### Task details
Output, without any change, the listing below from its opening line up to and including the line with "x=486, y=244".

### Dataset entries
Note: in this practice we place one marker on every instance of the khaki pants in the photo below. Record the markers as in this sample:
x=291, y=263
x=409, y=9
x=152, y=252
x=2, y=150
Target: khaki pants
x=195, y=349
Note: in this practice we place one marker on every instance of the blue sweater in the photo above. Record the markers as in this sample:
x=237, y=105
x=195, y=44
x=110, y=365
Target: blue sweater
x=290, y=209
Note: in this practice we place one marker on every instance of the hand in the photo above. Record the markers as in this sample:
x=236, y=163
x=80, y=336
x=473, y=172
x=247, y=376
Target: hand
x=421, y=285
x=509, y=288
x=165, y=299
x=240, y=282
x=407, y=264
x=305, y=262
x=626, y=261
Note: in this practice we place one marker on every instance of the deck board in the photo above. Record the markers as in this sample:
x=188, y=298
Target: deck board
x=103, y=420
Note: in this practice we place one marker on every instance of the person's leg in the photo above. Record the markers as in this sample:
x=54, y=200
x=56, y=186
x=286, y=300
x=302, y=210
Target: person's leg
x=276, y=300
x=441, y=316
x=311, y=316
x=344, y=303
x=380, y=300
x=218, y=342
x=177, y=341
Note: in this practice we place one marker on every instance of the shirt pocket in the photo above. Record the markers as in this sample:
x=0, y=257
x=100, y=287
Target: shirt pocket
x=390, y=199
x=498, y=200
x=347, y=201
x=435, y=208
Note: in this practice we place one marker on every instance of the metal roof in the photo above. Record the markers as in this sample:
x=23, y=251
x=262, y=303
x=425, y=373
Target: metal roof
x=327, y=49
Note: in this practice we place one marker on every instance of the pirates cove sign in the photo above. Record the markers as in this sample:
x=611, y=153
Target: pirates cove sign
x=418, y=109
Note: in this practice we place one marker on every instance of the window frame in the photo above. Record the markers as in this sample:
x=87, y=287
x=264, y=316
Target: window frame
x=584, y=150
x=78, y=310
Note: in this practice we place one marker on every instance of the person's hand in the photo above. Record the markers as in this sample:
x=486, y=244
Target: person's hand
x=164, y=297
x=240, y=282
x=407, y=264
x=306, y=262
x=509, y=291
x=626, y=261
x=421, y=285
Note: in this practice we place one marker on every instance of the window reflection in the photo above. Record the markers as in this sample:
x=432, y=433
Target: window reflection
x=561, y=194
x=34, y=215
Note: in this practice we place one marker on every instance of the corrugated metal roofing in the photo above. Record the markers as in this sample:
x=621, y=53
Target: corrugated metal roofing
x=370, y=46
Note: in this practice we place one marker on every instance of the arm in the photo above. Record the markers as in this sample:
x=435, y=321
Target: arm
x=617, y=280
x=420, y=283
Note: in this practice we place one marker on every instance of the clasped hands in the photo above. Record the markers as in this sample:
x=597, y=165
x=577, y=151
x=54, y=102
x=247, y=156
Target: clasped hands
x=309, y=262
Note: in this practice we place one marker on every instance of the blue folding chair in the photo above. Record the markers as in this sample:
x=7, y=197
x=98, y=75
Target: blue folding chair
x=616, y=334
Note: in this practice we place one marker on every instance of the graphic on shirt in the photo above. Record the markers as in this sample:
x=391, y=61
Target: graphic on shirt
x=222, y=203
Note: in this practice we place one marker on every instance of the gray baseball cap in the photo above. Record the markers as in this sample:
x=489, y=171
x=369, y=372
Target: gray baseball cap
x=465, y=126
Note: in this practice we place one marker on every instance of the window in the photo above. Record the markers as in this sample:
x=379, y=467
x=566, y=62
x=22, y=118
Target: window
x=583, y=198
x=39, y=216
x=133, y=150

### Solution for this problem
Note: in this practice we place one marker on every instance of the khaki pants in the photo below. Record the markers as in this sample:
x=291, y=263
x=409, y=9
x=152, y=252
x=2, y=150
Target: khaki pants
x=195, y=349
Note: in this practice we place one marker on every instance of the blue sweater in the photo above. Record the markers as in this sample:
x=237, y=105
x=195, y=44
x=110, y=365
Target: blue sweater
x=290, y=209
Note: in this practice we place one marker on every instance of the hand in the photo above. Record the markers as in this sample:
x=236, y=163
x=80, y=336
x=473, y=172
x=247, y=376
Target: hand
x=421, y=285
x=509, y=288
x=165, y=299
x=240, y=282
x=407, y=264
x=305, y=262
x=626, y=261
Note: in this practice we place one marker on every instance of the deck board in the photo above. Record the markers as in this sample:
x=188, y=298
Target: deck board
x=103, y=420
Note: in this practice we place one marker on every instance of the person's leg in the photo above. Record the markers as in this sample:
x=54, y=200
x=56, y=186
x=286, y=300
x=302, y=210
Target: person's leg
x=276, y=300
x=441, y=316
x=311, y=316
x=344, y=303
x=380, y=300
x=218, y=342
x=177, y=341
Note: in this practice we place one marker on every instance of the shirt pocket in the photo above. Record the markers as in this sample:
x=0, y=257
x=100, y=287
Target: shirt pocket
x=390, y=199
x=498, y=200
x=347, y=201
x=435, y=208
Note: in this practice we place one marker on every instance of the metal roof in the photo above. Record the markers as in this sample:
x=23, y=251
x=262, y=303
x=425, y=373
Target: metal roof
x=327, y=49
Note: in this practice we place one marker on every instance of the pirates cove sign in the photo above. Record the markers as in this sample:
x=611, y=153
Target: pirates cove sign
x=418, y=109
Note: in this practice we place one marker on every instance of the window frame in the photo above. Record the markers as in this sample:
x=87, y=287
x=264, y=316
Target: window frame
x=584, y=150
x=78, y=310
Note: in this practice we place one marker on every instance of the person's hand in the photo above. Record the markers as in this sample:
x=486, y=244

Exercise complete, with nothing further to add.